2. Kritikpunkt: Der Betreiber lagert zu viel Gülle

Lageranlagen, wie die Gülleanlage, sind auf Grundlage von Bauplänen oder Bauzeichnungen zugelassen und errichtet worden. Die Anwohner zweifeln das an und sagen, auf dem Gelände wird zu viel Gülle gelagert, mindestens 7.000 Kubikmeter sollen das sein.

Das Lagervolumen in einer Lagune könne nur abgeschätzt werden, heißt es aus dem Landratsamt. Auf der Grundlage eines Berechnungsverfahrens des Landesamtes für Umwelt, Landwirtschaft und Geologie werde auf der Basis der Düngeverordnung und der zulässigen Tierart und Anzahl ein voraussichtlicher Gülleanfall ermittelt. Bei der gegenwärtigen Nutzung zur Ferkelaufzucht liege dieser zwischen rund 2.000 und 3.000 Kubikmeter. Daher kommt das Umweltamt auch zu dem Schluss, dass die vorhandene Kapazität nur maximal zu 50 Prozent ausgeschöpft sei. Die Grenze für eine genehmigungsfreie Anlage liegt bei einer Güllelagerkapazität von 6.500 Kubikmetern.

3. Kritikpunkt: Die Anlage läuft weiter nur im Notbetrieb

Der derzeitige Betrieb der Anlage beruht auf dem baurechtlichen Bestandsschutz. Allerdings gibt das Umweltamt hier den Anwohnern recht. "Die Anlage zur Lagerung und zum Transport der Gülle entspricht derzeit nicht in vollem Umfang den Anforderungen nach dem Wasserrecht", sagt die Behörde. Und eben das wäre für die Anwohner Grund genug, die Anlage stilllegen zu lassen. Um die Anforderungen zu erfüllen, müsste der Betreiber eine Vorgrube als Pumpstation und begrenztes Zwischenlager errichten, um die Gülle sicher aus den Ställen in die Lagune zu transportieren.

Nach der Havarie vom August 2022 wurde vom Betreiber in Zusammenarbeit mit einer Firma eine technische Zwischenlösung erarbeitet, um die Güllelagune abzudichten. Das Umweltamt habe dieser zugestimmt. "Aufgrund langer Lieferzeiten und der immer noch niedrigen Nachttemperaturen, die ein Verkleben und ordnungsgemäßes Aushärten verhindern, konnte noch keine Fertigstellung erfolgen", sagt das Umweltamt. Bis dahin werde die Gülle etwa zweimal wöchentlich aus den Kanälen direkt in ein Fahrzeug abgepumpt, in das Güllelagerbecken gefahren und dort gelagert.

Anlagen wie die Güllelagune in Langenwolmsdorf unterliegen der Prüfung durch einen Sachverständigen, die alle fünf Jahre passieren muss. Die letzte Prüfung erfolgte 2020. Für das Güllelagerbecken bescheinigte der Sachverständige damals Mängelfreiheit, heißt es aus dem Umweltamt.

▶ [Aufgabenstellung]:
**1.** Fassen Sie den Absatz des Textauszugs, der mit „Das Lagervolumen in einer Lagune“ beginnt, als Stichpunktliste zusammen. Alle wesentlichen Angaben sollen erhalten bleiben.
**2.** Warum ist die technische Zwischenlösung zur Abdichtung der Güllelagune laut Textauszug noch nicht fertiggestellt? Antworten Sie in ein bis drei Sätzen.
**3.** Geben Sie bitte den Abschnitt des Textauszugs wörtlich wieder, der bei „3. Kritikpunkt: Die“ beginnt und bei „Lagune zu transportieren.“ endet.

▶ [Datenzeilen]:
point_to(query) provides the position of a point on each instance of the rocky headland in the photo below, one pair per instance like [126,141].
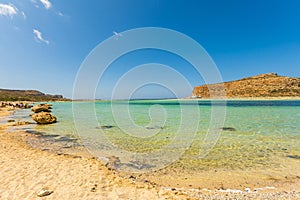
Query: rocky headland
[268,85]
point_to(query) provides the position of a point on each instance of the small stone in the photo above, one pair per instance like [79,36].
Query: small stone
[44,192]
[43,118]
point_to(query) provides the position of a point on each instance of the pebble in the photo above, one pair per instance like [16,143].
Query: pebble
[44,192]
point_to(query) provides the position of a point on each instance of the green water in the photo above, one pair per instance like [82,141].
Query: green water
[259,131]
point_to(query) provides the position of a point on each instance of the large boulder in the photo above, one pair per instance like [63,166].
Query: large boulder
[43,118]
[41,108]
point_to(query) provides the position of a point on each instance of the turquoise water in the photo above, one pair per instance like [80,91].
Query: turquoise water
[148,134]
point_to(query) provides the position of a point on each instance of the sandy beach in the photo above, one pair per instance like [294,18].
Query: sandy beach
[26,171]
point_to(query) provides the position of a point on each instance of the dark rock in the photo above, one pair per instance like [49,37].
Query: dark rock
[228,129]
[294,156]
[41,108]
[104,127]
[43,118]
[154,127]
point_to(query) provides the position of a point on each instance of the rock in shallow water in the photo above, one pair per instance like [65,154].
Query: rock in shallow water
[44,192]
[228,129]
[41,108]
[43,118]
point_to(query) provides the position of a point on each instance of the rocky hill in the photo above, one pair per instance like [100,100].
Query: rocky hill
[27,95]
[264,86]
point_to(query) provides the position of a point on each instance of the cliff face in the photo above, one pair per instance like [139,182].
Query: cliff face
[27,95]
[264,85]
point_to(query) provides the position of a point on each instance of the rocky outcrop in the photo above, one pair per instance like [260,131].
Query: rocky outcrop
[23,105]
[264,86]
[42,114]
[43,118]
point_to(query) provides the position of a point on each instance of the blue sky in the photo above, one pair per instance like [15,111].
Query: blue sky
[44,42]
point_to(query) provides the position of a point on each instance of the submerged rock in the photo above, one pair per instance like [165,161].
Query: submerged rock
[104,127]
[228,129]
[44,192]
[154,127]
[43,118]
[41,108]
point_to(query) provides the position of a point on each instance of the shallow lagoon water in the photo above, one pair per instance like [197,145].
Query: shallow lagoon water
[255,133]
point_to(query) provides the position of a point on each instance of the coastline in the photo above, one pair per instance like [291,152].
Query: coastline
[26,170]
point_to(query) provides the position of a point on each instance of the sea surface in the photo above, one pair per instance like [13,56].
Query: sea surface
[188,134]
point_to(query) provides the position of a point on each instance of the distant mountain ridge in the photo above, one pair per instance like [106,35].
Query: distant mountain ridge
[263,85]
[27,95]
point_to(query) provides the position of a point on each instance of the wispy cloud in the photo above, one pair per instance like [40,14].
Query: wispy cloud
[60,14]
[46,3]
[39,36]
[8,10]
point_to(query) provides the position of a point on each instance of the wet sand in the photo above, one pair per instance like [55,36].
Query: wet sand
[74,174]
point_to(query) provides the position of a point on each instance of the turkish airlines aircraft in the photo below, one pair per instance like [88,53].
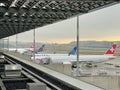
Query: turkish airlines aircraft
[70,59]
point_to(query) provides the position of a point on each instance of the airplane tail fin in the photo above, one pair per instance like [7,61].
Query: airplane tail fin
[73,51]
[41,48]
[112,49]
[32,46]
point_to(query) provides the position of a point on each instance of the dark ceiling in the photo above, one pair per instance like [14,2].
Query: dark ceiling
[18,16]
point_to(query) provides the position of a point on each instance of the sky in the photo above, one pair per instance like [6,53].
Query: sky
[100,25]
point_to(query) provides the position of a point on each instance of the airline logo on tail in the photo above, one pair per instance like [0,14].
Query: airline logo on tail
[41,48]
[111,50]
[73,51]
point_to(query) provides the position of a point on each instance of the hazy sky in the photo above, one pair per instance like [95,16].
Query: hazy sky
[103,24]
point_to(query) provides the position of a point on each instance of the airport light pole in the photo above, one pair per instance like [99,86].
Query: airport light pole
[16,42]
[8,43]
[77,72]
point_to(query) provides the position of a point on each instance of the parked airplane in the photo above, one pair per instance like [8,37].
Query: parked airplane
[39,56]
[72,59]
[22,50]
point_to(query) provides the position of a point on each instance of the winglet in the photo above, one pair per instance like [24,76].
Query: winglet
[73,51]
[41,48]
[112,49]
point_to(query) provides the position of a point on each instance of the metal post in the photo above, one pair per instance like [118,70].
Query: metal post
[3,45]
[8,43]
[16,42]
[77,72]
[34,42]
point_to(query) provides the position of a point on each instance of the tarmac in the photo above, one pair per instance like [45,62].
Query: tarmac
[109,81]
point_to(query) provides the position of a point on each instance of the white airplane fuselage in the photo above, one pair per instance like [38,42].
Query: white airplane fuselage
[65,59]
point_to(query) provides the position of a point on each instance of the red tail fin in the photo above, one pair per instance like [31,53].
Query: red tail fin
[111,50]
[32,46]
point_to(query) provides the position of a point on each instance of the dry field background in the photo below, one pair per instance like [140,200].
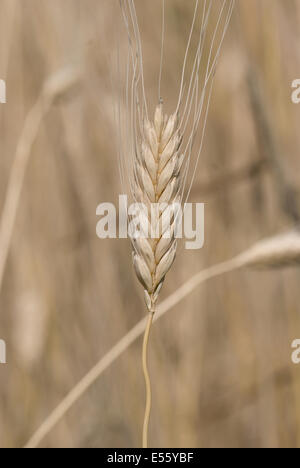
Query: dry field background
[220,361]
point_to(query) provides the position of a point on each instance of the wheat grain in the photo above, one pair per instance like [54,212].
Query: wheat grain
[157,182]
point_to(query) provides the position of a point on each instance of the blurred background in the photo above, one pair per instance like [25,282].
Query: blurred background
[221,360]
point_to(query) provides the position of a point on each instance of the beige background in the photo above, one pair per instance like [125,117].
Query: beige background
[220,361]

▶ [Lösungen je Aufgabe]:
**1.**
- Das Lagervolumen einer Lagune lässt sich laut Landratsamt nur abschätzen.
- Der voraussichtliche Gülleanfall wird nach einem Berechnungsverfahren des Landesamtes für Umwelt, Landwirtschaft und Geologie ermittelt. Grundlage sind die Düngeverordnung sowie die zulässige Tierart und Anzahl.
- Bei der gegenwärtigen Nutzung zur Ferkelaufzucht liegt der Gülleanfall bei rund 2.000 bis 3.000 Kubikmetern.
- Das Umweltamt schließt daraus, dass die vorhandene Kapazität höchstens zu 50 Prozent ausgeschöpft ist.
- Die Grenze für eine genehmigungsfreie Anlage liegt bei einer Güllelagerkapazität von 6.500 Kubikmetern.

**2.** Laut Umweltamt liegt das an langen Lieferzeiten. Außerdem sind die Nachttemperaturen noch zu niedrig und verhindern ein Verkleben und ordnungsgemäßes Aushärten.

**3.**
3. Kritikpunkt: Die Anlage läuft weiter nur im Notbetrieb

Der derzeitige Betrieb der Anlage beruht auf dem baurechtlichen Bestandsschutz. Allerdings gibt das Umweltamt hier den Anwohnern recht. "Die Anlage zur Lagerung und zum Transport der Gülle entspricht derzeit nicht in vollem Umfang den Anforderungen nach dem Wasserrecht", sagt die Behörde. Und eben das wäre für die Anwohner Grund genug, die Anlage stilllegen zu lassen. Um die Anforderungen zu erfüllen, müsste der Betreiber eine Vorgrube als Pumpstation und begrenztes Zwischenlager errichten, um die Gülle sicher aus den Ställen in die Lagune zu transportieren.